Write the data out again exactly, with no pictures.
* BEGIN TASK DATA *
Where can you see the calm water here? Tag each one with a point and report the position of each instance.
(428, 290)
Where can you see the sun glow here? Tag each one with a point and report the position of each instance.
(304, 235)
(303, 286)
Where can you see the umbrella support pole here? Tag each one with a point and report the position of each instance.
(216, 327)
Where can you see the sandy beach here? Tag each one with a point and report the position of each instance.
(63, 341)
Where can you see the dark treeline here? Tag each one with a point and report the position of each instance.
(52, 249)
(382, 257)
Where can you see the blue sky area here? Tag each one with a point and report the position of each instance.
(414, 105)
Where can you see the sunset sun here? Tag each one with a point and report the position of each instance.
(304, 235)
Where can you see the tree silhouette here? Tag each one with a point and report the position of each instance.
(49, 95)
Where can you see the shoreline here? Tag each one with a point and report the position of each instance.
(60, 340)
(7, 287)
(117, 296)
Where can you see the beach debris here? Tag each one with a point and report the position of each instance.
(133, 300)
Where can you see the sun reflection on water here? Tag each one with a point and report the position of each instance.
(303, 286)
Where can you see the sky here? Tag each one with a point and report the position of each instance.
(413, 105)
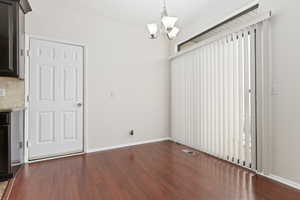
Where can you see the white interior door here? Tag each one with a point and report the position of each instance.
(55, 99)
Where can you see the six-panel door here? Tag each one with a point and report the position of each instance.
(56, 99)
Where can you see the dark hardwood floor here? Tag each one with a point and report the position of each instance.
(158, 171)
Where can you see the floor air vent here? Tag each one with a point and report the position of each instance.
(189, 152)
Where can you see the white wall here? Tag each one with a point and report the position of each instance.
(286, 70)
(127, 74)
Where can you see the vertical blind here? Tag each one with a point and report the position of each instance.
(213, 98)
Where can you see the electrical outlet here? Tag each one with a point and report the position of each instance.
(131, 133)
(2, 92)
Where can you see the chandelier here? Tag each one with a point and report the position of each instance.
(165, 27)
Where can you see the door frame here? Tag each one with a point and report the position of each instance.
(28, 37)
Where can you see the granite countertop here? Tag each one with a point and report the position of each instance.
(15, 109)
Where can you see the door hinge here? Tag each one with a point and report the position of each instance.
(28, 144)
(28, 52)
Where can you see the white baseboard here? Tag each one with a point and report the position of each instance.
(127, 145)
(285, 181)
(282, 180)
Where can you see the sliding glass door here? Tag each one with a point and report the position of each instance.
(213, 98)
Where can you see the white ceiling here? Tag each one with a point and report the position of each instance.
(143, 11)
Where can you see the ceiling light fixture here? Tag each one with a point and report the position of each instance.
(165, 27)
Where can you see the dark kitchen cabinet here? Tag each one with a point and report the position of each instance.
(12, 37)
(11, 143)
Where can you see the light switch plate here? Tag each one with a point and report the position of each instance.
(2, 92)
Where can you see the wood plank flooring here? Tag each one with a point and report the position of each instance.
(158, 171)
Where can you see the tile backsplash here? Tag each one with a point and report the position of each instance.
(14, 93)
* END TASK DATA *
COMPLETE RESPONSE:
Where can you see the calm water here? Tag each one with a point and report the position of each instance.
(428, 290)
Where can you see the sun glow here? Tag each one with a point and report the position of each instance.
(304, 235)
(303, 286)
Where can you see the umbrella support pole here? Tag each one with a point and report the position of each instance.
(216, 327)
Where can you see the sandy beach here? Tag each one with a point and report the position of each instance.
(63, 341)
Where can you see the dark treeline here? Tag each one with a point and report the position of each instance.
(52, 249)
(382, 257)
Where can you see the blue sky area here? Tag each one with a point and report the position of each instance.
(414, 105)
Where can you see the sunset sun here? Tag each one with a point and report the position of each instance.
(304, 235)
Where can you see the tree silhouette here? Tag each one with a point and report the position of each instance.
(49, 95)
Where can you see the shoreline here? Tag each one with a point and report the position of each instance.
(60, 340)
(7, 287)
(117, 296)
Where can you see the beach debris here? Tag each one with a point and report the position of each instance.
(133, 300)
Where can you see the sun reflection on water here? Tag each one with a point and report the position of each instance.
(303, 286)
Where can you see the sky here? Tag each one with a point and report the position of each instance.
(413, 105)
Where can you see the white interior door here? Tag each one with a point and report the position of each instance.
(55, 99)
Where can you see the six-panel door here? Tag each one with a point and report the position of each instance.
(56, 99)
Where can you see the dark hardwood floor here? Tag each one with a point and report the position of each instance.
(158, 171)
Where can you see the floor air vent here? Tag each one with a point and report the position of each instance.
(189, 152)
Where can you see the white wall here? Tag each one with a point and report the position of each instance.
(286, 70)
(127, 74)
Where can you see the vertical blind here? Tag each one with a point and report the position of each instance.
(213, 98)
Where can you see the electrical outlet here? Tag each one with a point and report the position of each instance.
(131, 133)
(2, 92)
Where can you see the chandelier here? Tag each one with a point and report the position of each instance.
(165, 27)
Where can you see the door frame here? Tag each one with a point and report the position of each instance.
(28, 37)
Where can you see the granite countertop here? Tag each one with a point and report the position of each instance.
(15, 109)
Where can you see the door hinge here? Tag each one with a point and report the position of each instance.
(28, 144)
(28, 52)
Where can you see the white baseboard here? Tag each one with a point and report the position of each instance.
(127, 145)
(285, 181)
(282, 180)
Where can you see the sliding glass door here? Tag each one with a point and report the position of each instance.
(213, 98)
Where can you see the white ceiling here? Tag each one with a point and report the position of each instance.
(143, 11)
Where can you see the ceiling light fixture here? Tag each one with a point and report the position of each instance.
(165, 27)
Where can you see the dark kitchen cabinet here? Tag each one with a point and report the position of each instance.
(12, 37)
(11, 143)
Where can you see the light switch plate here? Tag each one with a point and report the position of each instance.
(2, 92)
Where can you see the wood plank flooring here? Tag each one with a point and report the position of each instance.
(158, 171)
Where can you see the tile backsplash here? Tag each one with a point and report the position of each instance.
(14, 93)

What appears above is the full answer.